--- Text passage ---
*****
# dreambird -- spring plumage



## edelweiss (Jan 27, 2014)

has anyone knit dreambird or spring plumage on the machine? I am going to have a go at it I do not like the garter stitch


----------



## Azzara (Jan 23, 2014)

This pattern?

http://www.ravelry.com/patterns/library/dreambird-kal
and 
http://www.ravelry.com/patterns/library/spring-plumage


----------



## imaxian (Dec 17, 2011)

I am currently hand knitting the Dreambird and have been thinking the whole while about doing it on the machine - no garter stitch! The feathers and the background could be plain or how about the background in a tuck st?


----------



## Sequana (Nov 4, 2012)

I have been working on the dreambird on my knitting machine. I just follow the stitch count, and wrap my yarn in use under the needle in hold position to stop holes from forming on the short rows. It's working out great.


----------



## sharronaw (Jul 12, 2013)

I am awfully new to machine knitting, could you detail a little more about making this on the machine? I do know how to hand knit (& can read the patterns) I am learning to use a brother 881. How did you convert to a machine pattern? Any advice would be much appreciated as I am determined to make many Christmas gifts this year.


----------



## imaxian (Dec 17, 2011)

sharronaw said:


> I am awfully new to machine knitting, could you detail a little more about making this on the machine? I do know how to hand knit (& can read the patterns) I am learning to use a brother 881. How did you convert to a machine pattern? Any advice would be much appreciated as I am determined to make many Christmas gifts this year.


As a newbie to machine knitting, I would suggest that you watch the YouTube videos -particularly Diana Sullivan and Roberta Rose Kelley. Diana has a blog (
http://diananatters.blogspot.com) which lists her videos on the left hand column. She has a whole series on learning machine knitting. Once you have that information "under your belt", you will have no problem (I think) following the hand knit pattern.


----------



## sharronaw (Jul 12, 2013)

Thank you Imaxian, I love those videos- I have learned so much from them. Is it something similar to the swirl pattern for the shawl?


----------



## Knitmae (Mar 30, 2014)

I would like to try doing dream bird on my knitting machine also. Which pattern are you using? What gauge machine are you using?


----------



## ValT (Aug 15, 2012)

The dreambird version has been on my 'to do' list for a while and this thread has just jogged me into doing something about it.

I plan to use my mid-gauge Silver Reed and have started charting the shortrow 'feathers' in Designaknit.

Val


----------



## Sequana (Nov 4, 2012)

I'm using a Singer LK140 to do the dreambird. Using Worsted weight yarn


----------



## lilfawn83 (Aug 17, 2012)

ValT said:


> The dreambird version has been on my 'to do' list for a while and this thread has just jogged me into doing something about it.
> 
> I plan to use my mid-gauge Silver Reed and have started charting the shortrow 'feathers' in Designaknit.
> 
> Val


I don't hand knit, But I have a singer sk155.. Where can I get the instructions on how to do this??
Thanks


----------



## ValT (Aug 15, 2012)

This is the pattern I am using
http://www.ravelry.com/patterns/library/dreambird-kal
Val


----------



## lilfawn83 (Aug 17, 2012)

ValT said:


> This is the pattern I am using
> http://www.ravelry.com/patterns/library/dreambird-kal
> Val[/quote }
> 
> ...


----------



## ValT (Aug 15, 2012)
*****
--- Provided material ---
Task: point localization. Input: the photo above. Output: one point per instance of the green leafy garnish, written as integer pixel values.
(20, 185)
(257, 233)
*****
--- Problem to solve ---
Reproduce the part of the Dreambird knitting thread that starts at the words "I am currently" and stops after "working out great.". The material has no connection to the thread about machine-knitting the Dreambird.

--- Problem solution ---
I am currently hand knitting the Dreambird and have been thinking the whole while about doing it on the machine - no garter stitch! The feathers and the background could be plain or how about the background in a tuck st?


----------



## Sequana (Nov 4, 2012)

I have been working on the dreambird on my knitting machine. I just follow the stitch count, and wrap my yarn in use under the needle in hold position to stop holes from forming on the short rows. It's working out great.